Records

------------------------------------

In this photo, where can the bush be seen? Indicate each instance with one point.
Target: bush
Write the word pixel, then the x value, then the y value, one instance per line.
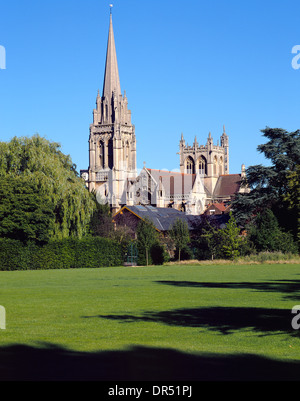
pixel 89 252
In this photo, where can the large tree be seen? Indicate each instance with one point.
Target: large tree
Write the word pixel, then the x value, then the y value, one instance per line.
pixel 269 185
pixel 180 235
pixel 147 236
pixel 49 181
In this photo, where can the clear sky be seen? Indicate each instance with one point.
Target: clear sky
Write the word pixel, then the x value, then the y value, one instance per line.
pixel 187 67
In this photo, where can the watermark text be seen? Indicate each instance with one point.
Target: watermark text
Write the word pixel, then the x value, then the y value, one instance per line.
pixel 2 318
pixel 2 58
pixel 296 59
pixel 296 319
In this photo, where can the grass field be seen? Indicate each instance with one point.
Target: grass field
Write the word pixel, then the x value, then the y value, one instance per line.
pixel 182 322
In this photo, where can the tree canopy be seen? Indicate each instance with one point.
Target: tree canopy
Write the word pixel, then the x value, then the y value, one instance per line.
pixel 40 185
pixel 269 185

------------------------------------

**BRIEF:** Reproduce word for word the lines of the listing from the one that contains "In this photo, where can the watermark" through the last line, including both ends.

**THE COMPLETED TASK:**
In this photo, where can the watermark text be seen? Indicate each instance with one point.
Target: watermark text
Write the word pixel, then the x value, then the y value, one instance per line.
pixel 2 318
pixel 2 58
pixel 296 59
pixel 296 319
In this photo, where can the grass field be seen? Indicate each instance with one point.
Target: grass field
Write the word pixel, then the x value, then the y value, one instance per line.
pixel 182 322
In this photo, where can the tree canopy be seen? Indicate each instance with one point.
Target: tree canopy
Write the word pixel, then the x value, then the y value, one instance per line.
pixel 40 185
pixel 269 185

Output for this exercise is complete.